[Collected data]

____________________

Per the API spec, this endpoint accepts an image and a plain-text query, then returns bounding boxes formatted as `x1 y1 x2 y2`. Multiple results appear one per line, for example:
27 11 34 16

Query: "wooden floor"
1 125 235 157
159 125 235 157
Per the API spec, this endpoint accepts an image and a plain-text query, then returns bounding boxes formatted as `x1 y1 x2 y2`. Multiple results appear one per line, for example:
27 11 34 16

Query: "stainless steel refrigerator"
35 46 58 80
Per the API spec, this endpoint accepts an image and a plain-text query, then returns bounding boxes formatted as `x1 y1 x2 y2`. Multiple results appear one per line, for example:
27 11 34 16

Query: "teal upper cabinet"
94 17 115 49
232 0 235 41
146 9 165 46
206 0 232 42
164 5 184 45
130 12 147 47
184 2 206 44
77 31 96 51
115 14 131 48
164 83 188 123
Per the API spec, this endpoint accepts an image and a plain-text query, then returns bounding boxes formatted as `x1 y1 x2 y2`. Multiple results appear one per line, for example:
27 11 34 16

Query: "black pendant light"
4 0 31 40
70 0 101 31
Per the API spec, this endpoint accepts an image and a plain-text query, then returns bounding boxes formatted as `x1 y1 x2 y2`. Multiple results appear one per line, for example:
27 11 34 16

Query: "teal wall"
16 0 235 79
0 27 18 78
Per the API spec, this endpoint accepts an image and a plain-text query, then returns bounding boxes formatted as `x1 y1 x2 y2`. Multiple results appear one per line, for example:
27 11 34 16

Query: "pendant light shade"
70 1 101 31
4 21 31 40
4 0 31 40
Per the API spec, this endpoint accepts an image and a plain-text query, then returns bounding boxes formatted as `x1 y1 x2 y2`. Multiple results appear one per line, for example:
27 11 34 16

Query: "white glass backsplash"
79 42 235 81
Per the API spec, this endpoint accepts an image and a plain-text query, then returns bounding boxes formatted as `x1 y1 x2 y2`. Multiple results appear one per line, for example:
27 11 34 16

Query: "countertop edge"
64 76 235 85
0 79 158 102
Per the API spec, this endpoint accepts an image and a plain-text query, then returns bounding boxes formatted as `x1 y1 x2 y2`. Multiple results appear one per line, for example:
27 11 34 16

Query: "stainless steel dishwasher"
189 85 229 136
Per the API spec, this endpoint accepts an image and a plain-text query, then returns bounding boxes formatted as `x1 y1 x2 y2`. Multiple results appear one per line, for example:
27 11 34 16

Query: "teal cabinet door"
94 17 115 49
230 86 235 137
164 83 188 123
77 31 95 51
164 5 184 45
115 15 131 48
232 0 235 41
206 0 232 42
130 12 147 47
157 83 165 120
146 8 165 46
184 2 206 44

____________________

WHAT TO DO. Copy out each record from above, exactly.

WRITTEN ANSWER.
Per the API spec, this endpoint accepts an image and a plain-text query, then returns bounding boxes formatted as `x1 y1 x2 y2`. Multiple results appear one per line, for example:
27 11 34 16

Query: "wooden floor"
1 125 235 157
159 125 235 157
Per the API spec, this endpoint accepts an image and a plain-text query, then returns bounding boxes formatted as `x1 y1 x2 y2`. Multiple results appear one per line, for example:
27 11 34 16

Query: "stainless steel refrigerator"
35 46 58 80
Per the API spec, this endpoint accepts an image and a plain-text query, then returns bounding boxes formatted as `x1 y1 x2 y2`. Multiple results appear one per line, for example:
27 11 34 16

Query: "teal upper cabinet"
94 17 115 49
232 0 235 41
146 9 165 46
206 0 232 42
164 5 184 45
130 12 147 47
184 2 206 44
77 31 96 51
115 14 131 48
164 83 188 123
Per the API spec, this endpoint accepts an image and a plain-text query, then returns bounding boxes formatted as `x1 y1 x2 y2`. Multiple results appear one per line, for example:
27 11 34 16

Query: "black pendant light"
4 0 31 40
70 0 101 31
Per the API spec, this endpoint accepts an image and a plain-text query, then returns bounding boxes formatted as `x1 y1 x2 y2`. Multiple results appear one per line, for example:
27 11 34 16

Query: "teal wall"
16 0 235 79
0 27 18 78
Per the API spec, this endpoint accepts an image and a plain-text query, then returns bounding boxes formatted as `x1 y1 x2 y2`. Multiple results appear one per line, for example:
27 11 34 16

Query: "pendant light shade"
70 1 101 31
4 21 31 40
4 0 31 40
Per the API spec, this endpoint accepts an image and a plain-text query, then returns bounding boxes formatted as `x1 y1 x2 y2`. Multiple results appear one per line, for example:
27 11 34 16

Query: "white glass backsplash"
79 42 235 81
Per the API spec, this endpoint accepts an image and a plain-text query, then returns bounding boxes formatted as `x1 y1 x2 y2`. Multiple results appear one per line, for example:
27 11 34 16

Query: "countertop edge"
64 76 235 85
0 79 158 102
Per the API spec, this endpoint accepts an image and a plain-text query, then returns bounding boxes formatted as `x1 y1 x2 y2`. Multiple results appear one per line, for example:
27 11 34 16

Query: "stainless steel dishwasher"
189 85 229 136
Per the API spec, this endpoint accepts an image and a plain-text query, then returns bounding boxes formatted as `x1 y1 x2 y2`. Multiple results appear one per line, for example:
27 11 34 16

Query: "teal cabinet door"
94 17 115 49
230 86 235 137
164 83 188 123
77 31 95 51
164 5 184 45
115 15 131 48
232 0 235 41
206 0 232 42
130 12 147 47
157 83 165 120
146 8 165 46
184 2 206 44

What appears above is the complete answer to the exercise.